Data:

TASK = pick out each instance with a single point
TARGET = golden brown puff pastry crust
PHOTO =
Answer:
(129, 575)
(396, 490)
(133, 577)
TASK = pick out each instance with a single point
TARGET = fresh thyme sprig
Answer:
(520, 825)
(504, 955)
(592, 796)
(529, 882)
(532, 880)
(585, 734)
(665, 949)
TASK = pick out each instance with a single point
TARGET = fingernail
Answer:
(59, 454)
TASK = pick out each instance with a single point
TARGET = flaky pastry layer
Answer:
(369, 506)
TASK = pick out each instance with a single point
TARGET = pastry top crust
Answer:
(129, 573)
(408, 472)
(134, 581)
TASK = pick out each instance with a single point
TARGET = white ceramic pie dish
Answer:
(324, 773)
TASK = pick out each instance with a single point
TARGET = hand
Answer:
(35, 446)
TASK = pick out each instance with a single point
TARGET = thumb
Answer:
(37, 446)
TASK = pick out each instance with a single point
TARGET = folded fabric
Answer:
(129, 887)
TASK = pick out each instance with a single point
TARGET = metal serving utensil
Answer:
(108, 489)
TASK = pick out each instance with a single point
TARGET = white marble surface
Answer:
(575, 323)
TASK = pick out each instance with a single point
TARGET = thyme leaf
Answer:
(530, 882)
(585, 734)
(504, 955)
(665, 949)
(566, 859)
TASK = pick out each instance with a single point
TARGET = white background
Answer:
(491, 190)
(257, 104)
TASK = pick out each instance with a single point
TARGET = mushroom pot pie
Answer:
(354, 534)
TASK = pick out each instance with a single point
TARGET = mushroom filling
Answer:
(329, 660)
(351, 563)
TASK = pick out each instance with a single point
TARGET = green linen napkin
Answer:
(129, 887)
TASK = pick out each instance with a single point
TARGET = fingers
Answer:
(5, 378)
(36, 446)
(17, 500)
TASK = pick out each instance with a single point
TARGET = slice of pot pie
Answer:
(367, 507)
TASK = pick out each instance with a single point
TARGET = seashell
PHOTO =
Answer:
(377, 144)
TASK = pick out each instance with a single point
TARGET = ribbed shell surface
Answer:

Task objective:
The line containing "TARGET = fingers" marks where to begin; copy it and every later line exactly, through the end of the data.

Written response:
TARGET = fingers
Answer:
(5, 378)
(36, 446)
(17, 500)
TASK = pick out each instance with a single point
TARGET = slice of pot pie
Answer:
(367, 507)
TASK = pick out each instance with a single point
TARGET = seashell
PHOTO =
Answer:
(377, 144)
TASK = pick out each instance with a single point
TARGET = ribbed shell surface
Answer:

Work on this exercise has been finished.